*** SOURCE EXCERPT

Thanks for the info re the plugins, I can see me scouring Ebay in my Tektronix anorak soon
I couldn't understand how anyone could need or want several scopes unless they were a fully fledged electronics engineer. Now I am afraid to say they have a rather magnetic fascination, and still have me Ebay scope searches live, which is a BAD sign!!
Here's the latest on my 475 machine, which I have also posted to the TekScopes yahoo forum, now I have sorted out why I hadn't received group acceptance (my e-mail address was defaulting to a Yahoo one I never use, so i didn't get any reply..)
Right, I picked the 475 up this evening and have had a word with the seller and a quick look inside it. It was stored under far from ideal conditions for some years in an old building undergoing restoration. It has slight signs of this damp on one board, some of the metal canned transistors have the very first signs of green verdigris / corrosion on their cases, very very minor, mind you. One of the vertical side boards has very minor corrosion on some of the ground foil near a vent on the case, but the tracks still appear fine, it's very localised and would clean off I am sure. When the scope was purchased five years ago it worked fine save for the second channel losing the display if turned up to what he described as 2 megs?? Below this ?? it worked fine, and channel one worked fine in all respects. After coming out of storage and being put in a warm dry environment the problems were apparent with which it was sold.

******

> [SET TASKS]
**a.** In the forum post about the Tektronix 475 scope, reproduce the passage that begins at "Here's the latest" and ends after "get any reply..)".
**b.** Where was the 475 stored for some years, according to the forum post about the Tektronix 475 scope?

*** EXTRACTED ENTRIES

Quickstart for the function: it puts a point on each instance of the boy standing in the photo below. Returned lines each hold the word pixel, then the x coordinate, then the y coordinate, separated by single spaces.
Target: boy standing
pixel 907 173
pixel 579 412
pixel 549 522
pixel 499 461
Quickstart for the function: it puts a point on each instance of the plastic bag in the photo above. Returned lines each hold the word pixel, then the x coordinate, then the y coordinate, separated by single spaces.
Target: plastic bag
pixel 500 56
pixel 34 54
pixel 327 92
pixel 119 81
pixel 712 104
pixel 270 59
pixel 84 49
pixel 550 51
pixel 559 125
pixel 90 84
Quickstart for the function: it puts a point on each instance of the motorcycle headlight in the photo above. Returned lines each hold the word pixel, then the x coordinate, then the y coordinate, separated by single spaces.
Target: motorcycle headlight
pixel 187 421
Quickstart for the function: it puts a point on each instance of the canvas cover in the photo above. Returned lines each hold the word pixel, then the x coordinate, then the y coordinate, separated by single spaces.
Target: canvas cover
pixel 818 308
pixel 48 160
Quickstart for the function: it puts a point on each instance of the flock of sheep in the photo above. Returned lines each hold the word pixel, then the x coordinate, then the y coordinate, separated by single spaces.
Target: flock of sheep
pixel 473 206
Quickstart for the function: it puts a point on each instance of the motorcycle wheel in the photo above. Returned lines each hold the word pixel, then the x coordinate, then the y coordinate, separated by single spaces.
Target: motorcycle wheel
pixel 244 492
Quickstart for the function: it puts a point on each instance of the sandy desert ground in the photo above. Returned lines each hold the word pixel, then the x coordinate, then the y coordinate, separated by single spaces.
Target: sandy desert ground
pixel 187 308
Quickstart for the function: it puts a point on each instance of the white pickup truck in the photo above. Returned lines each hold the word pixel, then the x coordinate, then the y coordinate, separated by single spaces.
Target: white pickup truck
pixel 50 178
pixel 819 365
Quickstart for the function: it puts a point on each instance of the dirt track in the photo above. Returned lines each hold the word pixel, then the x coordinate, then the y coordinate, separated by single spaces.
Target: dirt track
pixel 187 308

******

> [RESULTS BY TASK]
**a.**
Here's the latest on my 475 machine, which I have also posted to the TekScopes yahoo forum, now I have sorted out why I hadn't received group acceptance (my e-mail address was defaulting to a Yahoo one I never use, so i didn't get any reply..)

**b.** In an old building undergoing restoration.